J'en viens à quelques remarques plus spécifiques.

Le budget de l'Agence nationale de la recherche (ANR) augmentera de 86 millions d'euros en CP et de 34 millions d'euros en AE. L'idée est de continuer de financer des appels à projets et d'augmenter le taux de sélection. J'ai déposé un amendement, en lien avec Fabrice Le Vigoureux, qui concerne le taux de mise en réserve des crédits de l'ANR : il est aujourd'hui de 8 %, alors qu'il a été ramené à 3 % pour l'ensemble du budget. On pourrait dégager sur ce plan 50 millions d'euros qui permettraient à l'ANR d'augmenter de 2 points son taux de sélection afin de se rapprocher de l'objectif, qui a été fixé à 20 %.

Je voudrais également saluer la progression des crédits destinés aux conventions industrielles de formation par la recherche, dont le budget s'élèvera à 61 millions d'euros en 2019, ce qui représente 8 millions d'euros supplémentaires par rapport à 2018. Il y aura au total 1 450 jeunes thésards accompagnés, soit 50 de plus que cette année.

• • • •

- [TÂCHE ASSIGNÉE 1]
Pouvez-vous citer le passage de l'extrait sur le budget de la recherche qui commence par les mots contenant "Le budget de" et se termine par "fixé à 20 %."?
- [TÂCHE ASSIGNÉE 2]
Dans l'extrait sur le budget de la recherche :
(a) De combien de millions d'euros le budget de l'ANR augmentera-t-il en CP ?
(b) Quel est aujourd'hui le taux de mise en réserve des crédits de l'ANR ?
(c) Combien de jeunes thésards seront accompagnés au total ?
Les données fournies n'ont aucun rôle ici.

• • • •

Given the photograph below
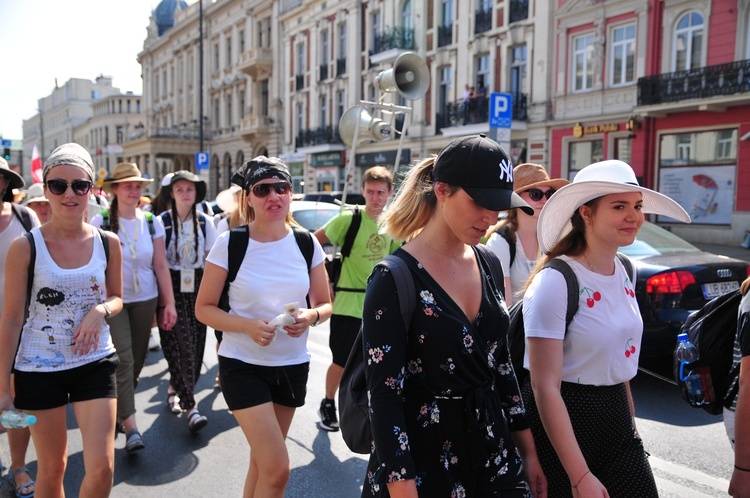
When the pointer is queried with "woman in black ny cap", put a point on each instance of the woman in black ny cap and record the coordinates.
(446, 411)
(264, 367)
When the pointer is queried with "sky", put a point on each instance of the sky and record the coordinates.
(44, 40)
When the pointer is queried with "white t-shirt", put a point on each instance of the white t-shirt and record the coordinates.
(12, 231)
(143, 263)
(272, 274)
(60, 298)
(184, 241)
(520, 269)
(603, 342)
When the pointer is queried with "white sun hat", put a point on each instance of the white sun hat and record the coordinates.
(596, 180)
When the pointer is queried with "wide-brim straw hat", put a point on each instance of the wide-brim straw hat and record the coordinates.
(530, 175)
(35, 193)
(227, 199)
(125, 172)
(200, 185)
(597, 180)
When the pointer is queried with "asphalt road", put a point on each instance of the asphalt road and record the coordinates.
(689, 451)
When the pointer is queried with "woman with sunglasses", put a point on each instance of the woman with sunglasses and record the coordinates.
(263, 367)
(514, 238)
(146, 284)
(65, 351)
(190, 235)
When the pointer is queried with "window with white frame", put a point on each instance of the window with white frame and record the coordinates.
(622, 56)
(688, 42)
(583, 62)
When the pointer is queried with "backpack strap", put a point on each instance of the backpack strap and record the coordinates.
(504, 232)
(571, 281)
(22, 213)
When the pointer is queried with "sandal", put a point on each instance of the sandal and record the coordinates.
(196, 421)
(173, 403)
(21, 488)
(134, 441)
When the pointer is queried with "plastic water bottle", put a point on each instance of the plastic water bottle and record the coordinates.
(16, 419)
(686, 353)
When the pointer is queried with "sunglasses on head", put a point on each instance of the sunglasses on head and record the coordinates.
(263, 189)
(59, 187)
(536, 195)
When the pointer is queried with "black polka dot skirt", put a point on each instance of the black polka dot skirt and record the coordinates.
(603, 427)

• • • •

- [ZONE DE RÉPONSE 1]
Le budget de l'Agence nationale de la recherche (ANR) augmentera de 86 millions d'euros en CP et de 34 millions d'euros en AE. L'idée est de continuer de financer des appels à projets et d'augmenter le taux de sélection. J'ai déposé un amendement, en lien avec Fabrice Le Vigoureux, qui concerne le taux de mise en réserve des crédits de l'ANR : il est aujourd'hui de 8 %, alors qu'il a été ramené à 3 % pour l'ensemble du budget. On pourrait dégager sur ce plan 50 millions d'euros qui permettraient à l'ANR d'augmenter de 2 points son taux de sélection afin de se rapprocher de l'objectif, qui a été fixé à 20 %.

- [ZONE DE RÉPONSE 2]
(a) 86 millions d'euros.
(b) 8 %.
(c) 1 450.